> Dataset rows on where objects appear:
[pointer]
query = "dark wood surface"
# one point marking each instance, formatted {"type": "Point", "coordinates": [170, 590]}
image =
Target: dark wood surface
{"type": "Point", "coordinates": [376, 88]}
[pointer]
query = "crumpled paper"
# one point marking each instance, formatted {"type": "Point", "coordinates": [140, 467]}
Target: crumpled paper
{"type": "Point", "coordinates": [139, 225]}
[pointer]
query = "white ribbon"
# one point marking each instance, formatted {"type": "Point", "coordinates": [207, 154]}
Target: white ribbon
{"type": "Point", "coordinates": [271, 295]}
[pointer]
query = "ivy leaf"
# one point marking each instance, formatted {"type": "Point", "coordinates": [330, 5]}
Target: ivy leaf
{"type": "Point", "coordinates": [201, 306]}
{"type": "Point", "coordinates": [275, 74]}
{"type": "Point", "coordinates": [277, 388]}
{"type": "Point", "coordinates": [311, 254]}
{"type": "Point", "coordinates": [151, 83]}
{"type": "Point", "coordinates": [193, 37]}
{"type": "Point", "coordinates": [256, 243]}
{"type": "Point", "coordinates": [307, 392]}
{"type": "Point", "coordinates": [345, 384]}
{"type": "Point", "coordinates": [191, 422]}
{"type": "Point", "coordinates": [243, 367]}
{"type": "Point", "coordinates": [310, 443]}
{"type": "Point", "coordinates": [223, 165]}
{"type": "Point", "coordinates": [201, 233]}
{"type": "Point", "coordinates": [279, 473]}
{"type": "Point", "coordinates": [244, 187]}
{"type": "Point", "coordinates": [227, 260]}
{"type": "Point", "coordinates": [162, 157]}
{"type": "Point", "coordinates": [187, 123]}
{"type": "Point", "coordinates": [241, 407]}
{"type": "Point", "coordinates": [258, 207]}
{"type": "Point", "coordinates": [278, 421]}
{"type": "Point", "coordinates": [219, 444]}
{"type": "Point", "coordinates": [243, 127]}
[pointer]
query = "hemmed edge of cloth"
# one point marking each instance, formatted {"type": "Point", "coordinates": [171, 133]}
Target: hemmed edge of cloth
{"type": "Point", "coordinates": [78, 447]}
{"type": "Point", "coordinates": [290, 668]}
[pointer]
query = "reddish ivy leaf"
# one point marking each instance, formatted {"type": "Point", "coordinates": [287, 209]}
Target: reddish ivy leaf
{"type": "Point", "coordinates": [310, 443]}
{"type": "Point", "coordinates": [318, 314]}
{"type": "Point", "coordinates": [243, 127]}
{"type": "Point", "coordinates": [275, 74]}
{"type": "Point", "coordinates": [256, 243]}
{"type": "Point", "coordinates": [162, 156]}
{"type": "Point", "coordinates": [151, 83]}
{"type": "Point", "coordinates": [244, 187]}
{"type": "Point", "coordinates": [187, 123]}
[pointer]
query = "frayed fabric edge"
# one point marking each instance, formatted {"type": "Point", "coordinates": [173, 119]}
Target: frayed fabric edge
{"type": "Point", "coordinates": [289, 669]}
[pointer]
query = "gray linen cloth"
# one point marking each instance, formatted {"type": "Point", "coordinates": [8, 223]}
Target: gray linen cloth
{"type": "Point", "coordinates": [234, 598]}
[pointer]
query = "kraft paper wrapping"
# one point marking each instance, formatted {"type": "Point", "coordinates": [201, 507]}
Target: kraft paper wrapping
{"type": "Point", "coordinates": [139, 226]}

> Directive: Each record above should be returned exactly as it appears.

> Finished exercise:
[pointer]
query = "dark wood surface"
# one point marking each instance, formatted {"type": "Point", "coordinates": [170, 590]}
image =
Target: dark wood surface
{"type": "Point", "coordinates": [376, 88]}
[pointer]
query = "crumpled paper"
# one point marking each instance, formatted {"type": "Point", "coordinates": [140, 467]}
Target: crumpled paper
{"type": "Point", "coordinates": [139, 225]}
[pointer]
query = "white ribbon"
# one point marking each instance, formatted {"type": "Point", "coordinates": [207, 154]}
Target: white ribbon
{"type": "Point", "coordinates": [271, 295]}
[pointer]
query = "ivy leaf"
# one point marking each instance, formatted {"type": "Point", "coordinates": [330, 5]}
Target: ivy leaf
{"type": "Point", "coordinates": [201, 306]}
{"type": "Point", "coordinates": [275, 74]}
{"type": "Point", "coordinates": [277, 388]}
{"type": "Point", "coordinates": [311, 254]}
{"type": "Point", "coordinates": [151, 83]}
{"type": "Point", "coordinates": [193, 37]}
{"type": "Point", "coordinates": [256, 243]}
{"type": "Point", "coordinates": [307, 392]}
{"type": "Point", "coordinates": [345, 384]}
{"type": "Point", "coordinates": [191, 422]}
{"type": "Point", "coordinates": [243, 367]}
{"type": "Point", "coordinates": [310, 443]}
{"type": "Point", "coordinates": [223, 165]}
{"type": "Point", "coordinates": [201, 233]}
{"type": "Point", "coordinates": [279, 473]}
{"type": "Point", "coordinates": [244, 187]}
{"type": "Point", "coordinates": [227, 260]}
{"type": "Point", "coordinates": [162, 157]}
{"type": "Point", "coordinates": [187, 123]}
{"type": "Point", "coordinates": [241, 407]}
{"type": "Point", "coordinates": [258, 207]}
{"type": "Point", "coordinates": [278, 421]}
{"type": "Point", "coordinates": [219, 444]}
{"type": "Point", "coordinates": [243, 127]}
[pointer]
query = "hemmed edge of cloth"
# one point marking each instance, formatted {"type": "Point", "coordinates": [171, 133]}
Target: hemmed edge of cloth
{"type": "Point", "coordinates": [78, 447]}
{"type": "Point", "coordinates": [290, 668]}
[pointer]
query = "reddish ivy leaf"
# one point marking each instance, formatted {"type": "Point", "coordinates": [287, 209]}
Target: reddish ivy leaf
{"type": "Point", "coordinates": [310, 443]}
{"type": "Point", "coordinates": [318, 314]}
{"type": "Point", "coordinates": [243, 127]}
{"type": "Point", "coordinates": [275, 74]}
{"type": "Point", "coordinates": [256, 243]}
{"type": "Point", "coordinates": [162, 156]}
{"type": "Point", "coordinates": [151, 83]}
{"type": "Point", "coordinates": [244, 187]}
{"type": "Point", "coordinates": [187, 123]}
[pointer]
query = "frayed fabric edge"
# one point marking each instance, formatted {"type": "Point", "coordinates": [173, 119]}
Target: frayed fabric edge
{"type": "Point", "coordinates": [289, 669]}
[pointer]
query = "gray linen cloth"
# one point marking each instance, formatted {"type": "Point", "coordinates": [8, 223]}
Target: gray linen cloth
{"type": "Point", "coordinates": [234, 598]}
[pointer]
query = "kraft paper wrapping"
# one point marking each instance, formatted {"type": "Point", "coordinates": [201, 507]}
Target: kraft paper wrapping
{"type": "Point", "coordinates": [139, 226]}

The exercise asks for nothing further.